EXERCISE DIRECTIONS - Pick out every line in the items below that contains the word "khaki", and copy each one.

MATERIAL SHOWN -
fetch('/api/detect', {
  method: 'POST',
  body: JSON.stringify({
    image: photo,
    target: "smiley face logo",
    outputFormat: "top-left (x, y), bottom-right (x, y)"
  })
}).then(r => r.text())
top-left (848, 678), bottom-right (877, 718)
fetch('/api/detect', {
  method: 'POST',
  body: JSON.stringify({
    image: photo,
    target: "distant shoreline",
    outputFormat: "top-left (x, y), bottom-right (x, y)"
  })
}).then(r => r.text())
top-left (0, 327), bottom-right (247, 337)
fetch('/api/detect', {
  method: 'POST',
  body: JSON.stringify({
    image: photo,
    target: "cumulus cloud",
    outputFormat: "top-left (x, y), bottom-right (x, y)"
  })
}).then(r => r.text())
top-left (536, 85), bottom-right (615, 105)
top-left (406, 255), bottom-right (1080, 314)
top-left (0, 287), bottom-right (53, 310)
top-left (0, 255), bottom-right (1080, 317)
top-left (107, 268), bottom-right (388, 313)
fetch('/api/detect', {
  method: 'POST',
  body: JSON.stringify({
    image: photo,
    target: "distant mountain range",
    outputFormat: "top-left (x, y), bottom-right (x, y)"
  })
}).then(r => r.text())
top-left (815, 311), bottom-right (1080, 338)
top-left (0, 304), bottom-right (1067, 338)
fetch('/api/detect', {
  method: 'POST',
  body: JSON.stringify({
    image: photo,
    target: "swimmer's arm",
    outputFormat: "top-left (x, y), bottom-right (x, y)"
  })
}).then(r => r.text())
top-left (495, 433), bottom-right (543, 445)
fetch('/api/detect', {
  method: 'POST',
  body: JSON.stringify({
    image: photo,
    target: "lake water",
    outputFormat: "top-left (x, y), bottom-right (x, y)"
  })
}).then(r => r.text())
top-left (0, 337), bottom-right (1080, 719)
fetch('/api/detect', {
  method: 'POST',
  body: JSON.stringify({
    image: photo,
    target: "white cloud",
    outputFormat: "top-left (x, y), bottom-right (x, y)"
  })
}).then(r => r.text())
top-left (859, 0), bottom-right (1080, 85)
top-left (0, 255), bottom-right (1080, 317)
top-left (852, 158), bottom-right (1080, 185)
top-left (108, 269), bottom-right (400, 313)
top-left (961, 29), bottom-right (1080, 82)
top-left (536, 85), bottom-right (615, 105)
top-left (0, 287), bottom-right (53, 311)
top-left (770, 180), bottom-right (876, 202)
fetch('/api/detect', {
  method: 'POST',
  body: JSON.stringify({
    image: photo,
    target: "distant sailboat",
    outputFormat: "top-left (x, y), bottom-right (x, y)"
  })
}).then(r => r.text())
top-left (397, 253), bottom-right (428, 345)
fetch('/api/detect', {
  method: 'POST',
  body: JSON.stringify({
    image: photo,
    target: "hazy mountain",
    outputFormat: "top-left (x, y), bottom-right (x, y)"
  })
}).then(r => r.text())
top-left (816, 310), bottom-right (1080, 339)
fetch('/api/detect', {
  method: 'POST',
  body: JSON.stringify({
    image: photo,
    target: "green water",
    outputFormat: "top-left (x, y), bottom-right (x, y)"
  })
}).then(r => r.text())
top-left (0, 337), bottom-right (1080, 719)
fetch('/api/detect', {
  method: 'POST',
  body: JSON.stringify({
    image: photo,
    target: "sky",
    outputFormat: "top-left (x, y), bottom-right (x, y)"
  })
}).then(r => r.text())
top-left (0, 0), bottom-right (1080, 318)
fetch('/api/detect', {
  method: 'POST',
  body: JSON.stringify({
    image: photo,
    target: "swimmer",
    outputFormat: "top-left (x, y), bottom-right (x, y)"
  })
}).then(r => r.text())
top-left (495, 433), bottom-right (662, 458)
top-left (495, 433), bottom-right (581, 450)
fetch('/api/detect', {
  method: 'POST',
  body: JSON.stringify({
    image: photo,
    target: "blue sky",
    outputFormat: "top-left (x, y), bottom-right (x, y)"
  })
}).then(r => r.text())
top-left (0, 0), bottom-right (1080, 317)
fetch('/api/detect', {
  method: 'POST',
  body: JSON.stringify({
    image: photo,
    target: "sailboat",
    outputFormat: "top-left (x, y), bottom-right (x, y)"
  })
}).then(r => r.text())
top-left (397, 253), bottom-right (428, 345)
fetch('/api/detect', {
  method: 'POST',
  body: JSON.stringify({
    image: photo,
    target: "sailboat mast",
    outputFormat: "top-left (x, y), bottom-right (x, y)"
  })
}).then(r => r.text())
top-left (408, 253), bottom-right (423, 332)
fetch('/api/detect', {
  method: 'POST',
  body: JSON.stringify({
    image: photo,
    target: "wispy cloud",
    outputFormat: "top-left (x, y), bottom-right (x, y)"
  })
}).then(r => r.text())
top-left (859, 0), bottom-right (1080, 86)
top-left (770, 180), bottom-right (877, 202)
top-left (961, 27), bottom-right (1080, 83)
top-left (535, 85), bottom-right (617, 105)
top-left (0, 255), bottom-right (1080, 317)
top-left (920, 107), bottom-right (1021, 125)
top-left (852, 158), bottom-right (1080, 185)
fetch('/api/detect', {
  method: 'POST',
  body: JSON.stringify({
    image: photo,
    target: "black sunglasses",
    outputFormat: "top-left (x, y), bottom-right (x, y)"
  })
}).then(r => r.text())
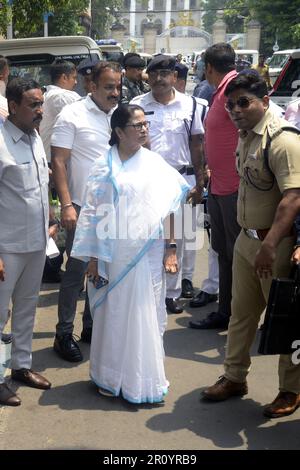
top-left (225, 96), bottom-right (256, 112)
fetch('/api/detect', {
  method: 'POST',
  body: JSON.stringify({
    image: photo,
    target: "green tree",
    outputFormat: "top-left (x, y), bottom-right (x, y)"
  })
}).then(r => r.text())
top-left (220, 0), bottom-right (300, 55)
top-left (248, 0), bottom-right (300, 54)
top-left (92, 0), bottom-right (123, 39)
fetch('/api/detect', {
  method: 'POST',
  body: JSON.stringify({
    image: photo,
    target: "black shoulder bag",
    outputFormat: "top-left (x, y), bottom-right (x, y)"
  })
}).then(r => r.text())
top-left (258, 265), bottom-right (300, 354)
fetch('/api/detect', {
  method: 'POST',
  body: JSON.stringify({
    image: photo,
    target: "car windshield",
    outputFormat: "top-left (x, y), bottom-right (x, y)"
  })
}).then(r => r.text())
top-left (268, 54), bottom-right (290, 68)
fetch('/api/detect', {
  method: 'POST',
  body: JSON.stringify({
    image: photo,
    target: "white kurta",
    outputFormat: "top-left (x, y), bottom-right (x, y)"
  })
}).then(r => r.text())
top-left (72, 147), bottom-right (188, 403)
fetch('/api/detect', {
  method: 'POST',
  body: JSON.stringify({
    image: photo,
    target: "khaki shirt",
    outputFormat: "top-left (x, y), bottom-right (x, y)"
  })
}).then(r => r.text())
top-left (0, 120), bottom-right (49, 254)
top-left (237, 110), bottom-right (300, 230)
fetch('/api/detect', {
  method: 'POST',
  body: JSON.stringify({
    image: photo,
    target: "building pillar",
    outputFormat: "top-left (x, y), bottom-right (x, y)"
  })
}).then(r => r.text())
top-left (212, 11), bottom-right (226, 44)
top-left (246, 20), bottom-right (261, 51)
top-left (165, 0), bottom-right (172, 30)
top-left (129, 0), bottom-right (136, 37)
top-left (110, 23), bottom-right (126, 45)
top-left (144, 22), bottom-right (156, 54)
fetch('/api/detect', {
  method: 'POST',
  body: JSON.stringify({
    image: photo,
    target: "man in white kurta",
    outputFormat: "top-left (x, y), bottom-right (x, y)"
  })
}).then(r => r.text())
top-left (0, 78), bottom-right (51, 406)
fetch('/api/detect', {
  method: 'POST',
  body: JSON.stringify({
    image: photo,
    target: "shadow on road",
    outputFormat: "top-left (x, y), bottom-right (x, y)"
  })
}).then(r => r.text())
top-left (146, 389), bottom-right (300, 450)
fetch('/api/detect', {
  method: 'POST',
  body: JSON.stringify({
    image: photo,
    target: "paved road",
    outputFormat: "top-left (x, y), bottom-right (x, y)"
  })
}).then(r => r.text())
top-left (0, 235), bottom-right (300, 450)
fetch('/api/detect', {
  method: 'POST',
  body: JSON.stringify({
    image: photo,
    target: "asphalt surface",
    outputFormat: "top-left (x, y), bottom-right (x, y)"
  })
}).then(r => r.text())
top-left (0, 231), bottom-right (300, 451)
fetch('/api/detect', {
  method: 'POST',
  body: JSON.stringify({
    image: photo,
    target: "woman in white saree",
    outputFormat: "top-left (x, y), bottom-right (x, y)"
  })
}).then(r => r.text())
top-left (72, 105), bottom-right (189, 403)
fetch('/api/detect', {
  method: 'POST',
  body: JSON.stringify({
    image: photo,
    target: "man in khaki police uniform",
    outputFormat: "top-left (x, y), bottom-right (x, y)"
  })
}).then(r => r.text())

SOLUTION TO THIS TASK -
    target: "khaki shirt",
    target: "man in khaki police uniform",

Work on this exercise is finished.